### Given exercise 1
Can you reproduce, word for word, the stretch of the TensorRT forum thread from "But I don’t" through "the next project."?

### Reading passage
— BEGIN —
I want to get the lightweight model converted to onnx

Description

hello.
I would like to use your software(tensorRT) skills.
I have a problem I’m trying to solve now, but it doesn’t work.
I have a question.

It was judged that your software technology has the function of reducing model weight and compiling.

Currently, there is no need for a function to compile, only a technique for reducing the weight of the model is required.
A function to compile later is required.

That’s why I want to use only model lightweighting technology.

I wonder if there is a way to lighten the model.onnx model using your software and get the model_quant.onnx model back.

So far, no matter how much I search, I don’t think that feature is available.

thanks in advance for reply

Environment

TensorRT Version: 8.4
GPU Type: A6000
Nvidia Driver Version: 510
CUDA Version: 11.4
CUDNN Version: 8
Operating System + Version:
Python Version (if applicable): 3.8
TensorFlow Version (if applicable):
PyTorch Version (if applicable):
Baremetal or Container (if container which image + tag):

Hi,
Request you to share the ONNX model and the script if not shared already so that we can assist you better.
Alongside you can try few things:

  1. validating your model with the below snippet

check_model.py

import sys
import onnx
filename = yourONNXmodel
model = onnx.load(filename)
onnx.checker.check_model(model).
2) Try running your model with trtexec command.

In case you are still facing issue, request you to share the trtexec “”–verbose"" log for further debugging
Thanks!

Thank you for answer.

But I don’t think you need the script I’m going to give you.

Here’s what I was talking about:

  1. model.onnx
  2. tensorRT quantization + optimizer = model.trt
  3. model_quant_optimizer.onnx

I want to make an onnx file with quantization and optimizer applied using only the quantization and optimizer functions of tensorRT in the onnx file.
I don’t want the trt file.
The method of using the trt file will be used in the next project.
I am currently wondering if it is possible to create an onnx file using only the quantization and optimizer functions of tensorRT.

If the above method does not work, I wonder if it is possible to convert a trt file to an onnx file.

thank you

Hi,

Above both are not possible I think. You need to ultimately port the ONNX model to TensorRT.
In case you’re looking for training models at reduced precision,
Please refer TensorFlow-Quantization toolkit and PyTorch Quantization Toolkit as mentioned here.

Thank you.
— END —
### Given exercise 2
How many lines of the entries below contain the string "asphalt"? Reply with the number only.

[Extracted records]
— BEGIN —
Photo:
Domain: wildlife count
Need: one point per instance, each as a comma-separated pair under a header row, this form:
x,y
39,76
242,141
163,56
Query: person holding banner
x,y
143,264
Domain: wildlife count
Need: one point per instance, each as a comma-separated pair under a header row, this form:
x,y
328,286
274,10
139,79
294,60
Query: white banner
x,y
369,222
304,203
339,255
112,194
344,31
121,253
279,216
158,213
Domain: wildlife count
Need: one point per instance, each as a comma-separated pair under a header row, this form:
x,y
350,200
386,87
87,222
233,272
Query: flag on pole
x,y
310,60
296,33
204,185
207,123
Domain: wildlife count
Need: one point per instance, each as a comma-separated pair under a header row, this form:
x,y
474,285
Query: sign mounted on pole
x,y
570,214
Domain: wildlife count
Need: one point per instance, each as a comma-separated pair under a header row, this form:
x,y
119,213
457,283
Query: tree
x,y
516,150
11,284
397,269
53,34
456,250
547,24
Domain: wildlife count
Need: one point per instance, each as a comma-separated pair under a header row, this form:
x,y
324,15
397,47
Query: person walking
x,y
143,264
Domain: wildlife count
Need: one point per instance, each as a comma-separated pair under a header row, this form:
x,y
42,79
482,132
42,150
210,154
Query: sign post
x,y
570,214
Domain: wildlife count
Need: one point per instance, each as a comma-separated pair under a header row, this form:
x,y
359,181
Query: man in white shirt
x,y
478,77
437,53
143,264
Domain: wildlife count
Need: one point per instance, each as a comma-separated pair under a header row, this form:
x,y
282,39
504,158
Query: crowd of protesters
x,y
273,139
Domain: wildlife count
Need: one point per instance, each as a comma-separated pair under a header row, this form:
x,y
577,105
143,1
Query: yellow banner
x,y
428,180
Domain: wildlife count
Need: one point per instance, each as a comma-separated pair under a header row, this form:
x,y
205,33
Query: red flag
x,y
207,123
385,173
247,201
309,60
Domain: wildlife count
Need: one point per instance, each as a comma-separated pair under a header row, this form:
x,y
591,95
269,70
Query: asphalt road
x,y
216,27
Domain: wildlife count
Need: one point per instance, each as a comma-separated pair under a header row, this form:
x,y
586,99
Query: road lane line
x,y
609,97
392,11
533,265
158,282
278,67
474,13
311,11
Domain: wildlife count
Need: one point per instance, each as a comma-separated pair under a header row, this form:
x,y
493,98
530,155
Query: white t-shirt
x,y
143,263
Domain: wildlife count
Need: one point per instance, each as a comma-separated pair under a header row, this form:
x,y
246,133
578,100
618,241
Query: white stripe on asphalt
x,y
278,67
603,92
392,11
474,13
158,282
— END —
### Full response 1
But I don’t think you need the script I’m going to give you.

Here’s what I was talking about:

  1. model.onnx
  2. tensorRT quantization + optimizer = model.trt
  3. model_quant_optimizer.onnx

I want to make an onnx file with quantization and optimizer applied using only the quantization and optimizer functions of tensorRT in the onnx file.
I don’t want the trt file.
The method of using the trt file will be used in the next project.

### Full response 2
2